AIM OF THE TASK –
What is needed is an exact copy of all the entries below.

Dataset entries
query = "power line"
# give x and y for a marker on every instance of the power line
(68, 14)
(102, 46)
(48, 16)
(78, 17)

ANSWER TO THIS EXERCISE –
query = "power line"
# give x and y for a marker on every instance of the power line
(68, 14)
(102, 46)
(48, 16)
(78, 17)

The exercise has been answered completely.